Hair loss, also known as alopecia, is the unexpected heavy loss of hair. It is different from hair shedding, which is a part of maintaining natural balance. Hair loss happens when the balance is interrupted or when hairs are lost more quickly than hair grows.

Hair loss can range from mild thinning to total baldness. It can be due to stress, hormonal changes, medications, genetics, or an underlying health condition. Hair loss is more common in men. It is usually a gradual loss that begins from the forehead or in patches throughout the scalp.

Male pattern baldness, also known as androgenetic alopecia, affects more than half of men over 50 years of age. It usually runs in families; however, the cause of inheritance is not clear. Your hairstyle may also be the reason for hair loss, seen with a ponytail, braids, or any style where the hair next to the scalp is pulled tightly.

Risk Factors of Hair Loss in Men

Scalp through Densitometer: Left – Normal Scalp // Right – Scalp with Miniaturization

What are the Risk Factors of Hair Loss in Men?

Hair loss is more common in the presence of diabetes or lupus. Genetics also plays a big role.

What are the Symptoms of Hair Loss in Men?

Depending on the cause, hair loss varies among men. It can be a sudden loss or a gradual thinning. Keeping a diary can help in tracking any changes experienced and may reveal patterns.

Signs and symptoms of hair loss in men include the following:

  • Gradual thinning on the top of the head that may start as a receding hairline
  • Bald spots which may be circular or patchy

How is Hair Loss in Men Diagnosed?

Your doctor diagnoses hair loss by observing your symptoms and by performing a physical examination. Medical history is gathered, which includes medications taken, diet, any hair care products used, and exploring any family history of hair loss.

To confirm the diagnosis your doctor may conduct the following:

  • Gently pulling on your hair to find out how many hairs come out
  • Blood tests to check for vitamin and mineral levels such as iron and zinc
  • Blood tests to assess hormone levels
  • Examination of the scalp under a microscope
  • A scalp biopsy to examine a very small piece of tissue

What are the Treatment Options for Hair Loss in Men?

┄┄┄┄┄┄┄┄┄┄

Problems to work on:
1: In the hair loss passage, copy the part starting at "What are the Risk" and ending at "in Men Diagnosed?", replacing "diary" with "journal".
2: According to the hair loss passage, what share of men over 50 does male pattern baldness affect?
3: Please write what comes next in the hair loss passage, picking up after its last line.

┄┄┄┄┄┄┄┄┄┄

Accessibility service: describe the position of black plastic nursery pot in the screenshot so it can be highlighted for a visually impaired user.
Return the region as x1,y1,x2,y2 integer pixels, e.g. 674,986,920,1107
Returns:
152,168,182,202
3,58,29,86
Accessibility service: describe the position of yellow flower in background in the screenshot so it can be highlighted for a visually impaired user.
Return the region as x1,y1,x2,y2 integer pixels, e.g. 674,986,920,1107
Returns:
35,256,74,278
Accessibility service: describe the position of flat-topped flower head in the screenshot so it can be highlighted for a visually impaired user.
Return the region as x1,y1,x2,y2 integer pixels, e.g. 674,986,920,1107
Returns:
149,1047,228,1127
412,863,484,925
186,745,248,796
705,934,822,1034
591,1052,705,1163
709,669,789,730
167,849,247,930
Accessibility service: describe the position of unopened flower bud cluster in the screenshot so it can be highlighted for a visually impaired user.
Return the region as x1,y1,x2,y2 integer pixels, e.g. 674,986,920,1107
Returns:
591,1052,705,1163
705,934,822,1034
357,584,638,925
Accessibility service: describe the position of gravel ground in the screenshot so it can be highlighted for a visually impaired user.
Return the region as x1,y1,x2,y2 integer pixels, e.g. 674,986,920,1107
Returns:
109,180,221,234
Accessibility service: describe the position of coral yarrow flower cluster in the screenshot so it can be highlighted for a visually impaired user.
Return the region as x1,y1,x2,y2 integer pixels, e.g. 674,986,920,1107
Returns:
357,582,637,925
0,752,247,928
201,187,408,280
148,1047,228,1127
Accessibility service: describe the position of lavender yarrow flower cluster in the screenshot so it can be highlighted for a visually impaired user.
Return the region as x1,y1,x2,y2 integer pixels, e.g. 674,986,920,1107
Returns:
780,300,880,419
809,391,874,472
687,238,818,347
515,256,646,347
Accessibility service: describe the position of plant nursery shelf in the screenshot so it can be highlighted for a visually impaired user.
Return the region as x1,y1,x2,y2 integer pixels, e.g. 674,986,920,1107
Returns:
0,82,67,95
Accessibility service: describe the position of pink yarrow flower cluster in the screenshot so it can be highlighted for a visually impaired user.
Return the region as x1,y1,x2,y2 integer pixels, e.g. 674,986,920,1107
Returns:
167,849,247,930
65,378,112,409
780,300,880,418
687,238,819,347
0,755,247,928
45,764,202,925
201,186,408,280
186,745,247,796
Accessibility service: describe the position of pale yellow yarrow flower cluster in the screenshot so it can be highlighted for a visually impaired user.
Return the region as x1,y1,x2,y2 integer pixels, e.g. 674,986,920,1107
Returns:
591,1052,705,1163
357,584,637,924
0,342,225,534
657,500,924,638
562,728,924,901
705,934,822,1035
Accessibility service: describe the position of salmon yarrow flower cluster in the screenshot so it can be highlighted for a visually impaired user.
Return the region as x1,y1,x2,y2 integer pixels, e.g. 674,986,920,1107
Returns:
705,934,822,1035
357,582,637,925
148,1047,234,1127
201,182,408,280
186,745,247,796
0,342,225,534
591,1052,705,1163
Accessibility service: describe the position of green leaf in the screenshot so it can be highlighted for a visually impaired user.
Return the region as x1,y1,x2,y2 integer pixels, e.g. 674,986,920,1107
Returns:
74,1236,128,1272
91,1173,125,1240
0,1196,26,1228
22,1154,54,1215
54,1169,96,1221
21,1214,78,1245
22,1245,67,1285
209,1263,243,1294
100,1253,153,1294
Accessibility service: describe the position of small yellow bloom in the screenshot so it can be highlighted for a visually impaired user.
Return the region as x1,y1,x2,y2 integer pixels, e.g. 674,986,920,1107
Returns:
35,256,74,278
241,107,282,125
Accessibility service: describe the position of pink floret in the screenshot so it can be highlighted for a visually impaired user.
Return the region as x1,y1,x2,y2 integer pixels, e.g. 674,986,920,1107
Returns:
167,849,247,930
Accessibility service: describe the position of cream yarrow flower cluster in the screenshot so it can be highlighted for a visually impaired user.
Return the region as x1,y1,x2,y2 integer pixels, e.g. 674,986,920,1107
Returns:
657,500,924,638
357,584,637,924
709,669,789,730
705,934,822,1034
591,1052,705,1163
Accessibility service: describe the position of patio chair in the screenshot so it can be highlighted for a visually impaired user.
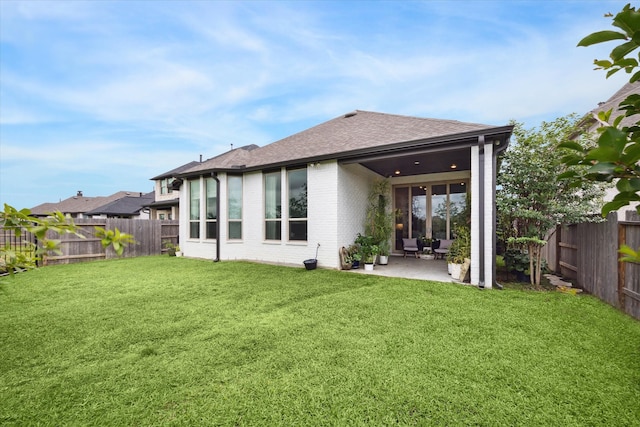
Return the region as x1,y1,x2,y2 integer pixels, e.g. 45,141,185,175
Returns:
433,239,453,259
402,239,419,258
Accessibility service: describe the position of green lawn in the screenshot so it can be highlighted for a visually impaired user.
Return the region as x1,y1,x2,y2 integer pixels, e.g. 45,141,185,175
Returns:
0,256,640,426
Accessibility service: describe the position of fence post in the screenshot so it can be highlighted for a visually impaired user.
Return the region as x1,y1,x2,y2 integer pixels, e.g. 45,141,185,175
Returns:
555,224,562,275
617,223,627,311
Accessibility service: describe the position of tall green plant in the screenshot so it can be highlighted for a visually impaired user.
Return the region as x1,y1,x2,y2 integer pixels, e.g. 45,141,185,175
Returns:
0,203,135,274
365,179,395,255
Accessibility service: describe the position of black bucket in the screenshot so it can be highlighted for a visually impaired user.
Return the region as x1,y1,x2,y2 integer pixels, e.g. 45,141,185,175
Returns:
303,259,318,270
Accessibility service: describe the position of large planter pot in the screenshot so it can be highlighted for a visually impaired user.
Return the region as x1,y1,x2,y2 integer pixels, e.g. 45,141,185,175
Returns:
450,264,462,280
303,259,318,270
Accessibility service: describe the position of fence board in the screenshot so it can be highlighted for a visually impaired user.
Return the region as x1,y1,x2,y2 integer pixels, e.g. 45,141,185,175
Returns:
0,218,179,265
545,211,640,319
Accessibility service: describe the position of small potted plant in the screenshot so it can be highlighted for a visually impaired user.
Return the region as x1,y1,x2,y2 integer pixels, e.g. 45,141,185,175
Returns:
447,226,471,280
356,233,380,271
163,240,180,256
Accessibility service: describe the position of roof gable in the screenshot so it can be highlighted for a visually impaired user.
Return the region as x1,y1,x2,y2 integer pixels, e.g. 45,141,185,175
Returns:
184,110,493,175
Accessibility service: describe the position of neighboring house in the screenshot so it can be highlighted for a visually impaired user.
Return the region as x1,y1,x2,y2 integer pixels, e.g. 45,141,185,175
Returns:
85,191,155,219
31,191,149,218
574,82,640,220
172,110,513,287
147,161,200,220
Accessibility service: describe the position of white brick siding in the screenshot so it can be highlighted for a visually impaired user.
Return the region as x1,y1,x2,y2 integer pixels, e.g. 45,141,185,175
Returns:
180,161,375,268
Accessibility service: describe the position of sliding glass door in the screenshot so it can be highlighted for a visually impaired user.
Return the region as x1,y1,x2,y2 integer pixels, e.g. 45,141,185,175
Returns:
393,181,468,251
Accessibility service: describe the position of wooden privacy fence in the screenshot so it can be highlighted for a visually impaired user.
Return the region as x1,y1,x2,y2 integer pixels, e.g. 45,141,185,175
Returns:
0,218,179,265
544,211,640,319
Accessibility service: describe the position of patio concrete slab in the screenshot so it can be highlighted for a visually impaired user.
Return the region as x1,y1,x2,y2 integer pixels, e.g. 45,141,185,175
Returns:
350,255,461,283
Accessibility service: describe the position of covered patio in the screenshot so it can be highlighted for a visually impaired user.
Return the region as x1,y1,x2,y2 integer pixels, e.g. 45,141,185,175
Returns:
349,255,462,283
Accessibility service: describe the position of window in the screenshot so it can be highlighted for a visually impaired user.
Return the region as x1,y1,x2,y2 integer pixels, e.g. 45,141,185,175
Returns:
287,169,307,240
264,171,282,240
205,178,218,239
160,178,173,194
189,180,200,239
227,175,242,239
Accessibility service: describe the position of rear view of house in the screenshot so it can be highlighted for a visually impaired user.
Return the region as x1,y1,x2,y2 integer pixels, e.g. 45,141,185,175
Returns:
175,110,512,287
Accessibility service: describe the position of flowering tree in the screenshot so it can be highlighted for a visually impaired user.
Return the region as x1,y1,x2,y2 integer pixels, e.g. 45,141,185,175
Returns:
496,115,602,286
560,4,640,262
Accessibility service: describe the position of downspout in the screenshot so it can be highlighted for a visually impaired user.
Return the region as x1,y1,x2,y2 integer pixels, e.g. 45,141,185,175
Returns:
211,172,220,262
478,135,484,289
491,138,509,290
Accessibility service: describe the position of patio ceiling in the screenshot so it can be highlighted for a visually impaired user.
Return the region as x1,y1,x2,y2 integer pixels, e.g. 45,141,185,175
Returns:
350,147,471,177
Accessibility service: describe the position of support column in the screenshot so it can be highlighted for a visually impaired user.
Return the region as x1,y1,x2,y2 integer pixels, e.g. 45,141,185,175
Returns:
471,135,496,288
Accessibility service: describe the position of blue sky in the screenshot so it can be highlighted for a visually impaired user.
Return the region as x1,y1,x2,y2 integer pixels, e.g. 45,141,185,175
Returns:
0,0,626,208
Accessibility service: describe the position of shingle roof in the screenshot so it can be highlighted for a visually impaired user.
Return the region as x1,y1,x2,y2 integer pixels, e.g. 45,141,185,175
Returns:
184,110,493,175
151,161,200,181
589,81,640,130
31,191,142,215
86,191,155,216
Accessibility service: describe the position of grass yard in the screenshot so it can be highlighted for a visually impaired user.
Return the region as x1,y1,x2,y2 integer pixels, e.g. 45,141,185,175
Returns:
0,256,640,426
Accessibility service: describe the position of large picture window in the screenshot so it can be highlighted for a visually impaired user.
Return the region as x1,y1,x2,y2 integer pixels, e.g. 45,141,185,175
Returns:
160,178,173,194
287,169,307,240
227,175,242,239
264,171,282,240
189,179,200,239
205,178,218,239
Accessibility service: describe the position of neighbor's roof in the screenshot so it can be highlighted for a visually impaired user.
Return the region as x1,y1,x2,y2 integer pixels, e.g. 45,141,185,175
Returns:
31,191,148,215
183,110,494,176
587,81,640,126
86,191,156,216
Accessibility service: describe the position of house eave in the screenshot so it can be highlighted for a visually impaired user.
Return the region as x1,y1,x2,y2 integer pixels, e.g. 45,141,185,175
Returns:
176,125,513,178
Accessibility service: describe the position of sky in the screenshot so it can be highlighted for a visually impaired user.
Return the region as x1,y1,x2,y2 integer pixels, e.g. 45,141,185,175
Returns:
0,0,628,208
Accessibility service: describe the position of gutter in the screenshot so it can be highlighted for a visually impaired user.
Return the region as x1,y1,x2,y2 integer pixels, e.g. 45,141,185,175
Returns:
491,138,509,290
211,172,220,262
478,135,484,289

┄┄┄┄┄┄┄┄┄┄

Expected results:
1:
What are the Risk Factors of Hair Loss in Men?

Hair loss is more common in the presence of diabetes or lupus. Genetics also plays a big role.

What are the Symptoms of Hair Loss in Men?

Depending on the cause, hair loss varies among men. It can be a sudden loss or a gradual thinning. Keeping a journal can help in tracking any changes experienced and may reveal patterns.

Signs and symptoms of hair loss in men include the following:

  • Gradual thinning on the top of the head that may start as a receding hairline
  • Bald spots which may be circular or patchy

How is Hair Loss in Men Diagnosed?

2: More than half of men over 50 years of age.

3:
Treatment depends on the cause of hair loss. Some options are as follows:

  • For stress-related hair loss or loss due to hormonal changes, usually, no treatment is recommended as hair loss stops after a period of time.
  • For nutritional deficiencies, supplements are prescribed.
  • Hair transplant surgery is another option for treating hair loss. Hair transplantation is a surgical technique employed to restore hair to areas with hair loss. This is achieved by transplanting hairs from hair-rich areas to areas of no hair or thin hair. The common hair transplantation techniques include FUT, or a follicular unit transplant, and FUE, follicular unit extraction.
  • Platelet-rich plasma (PRP) therapy is another option to treat hair loss. Growth factors in the plasma stimulate the hair follicles to help promote hair growth. PRP therapy may not be recommended if you are on blood-thinners or if you have a medical condition such as thyroid disease, lupus, hepatitis, or skin cancer.

How is Hair Loss in Men Prevented?

Prevention is not possible in cases of male pattern baldness. Strategies that can help with preventable types of hair loss in men include eating a balanced diet and reducing stress. Smoking may also be a factor and should be avoided.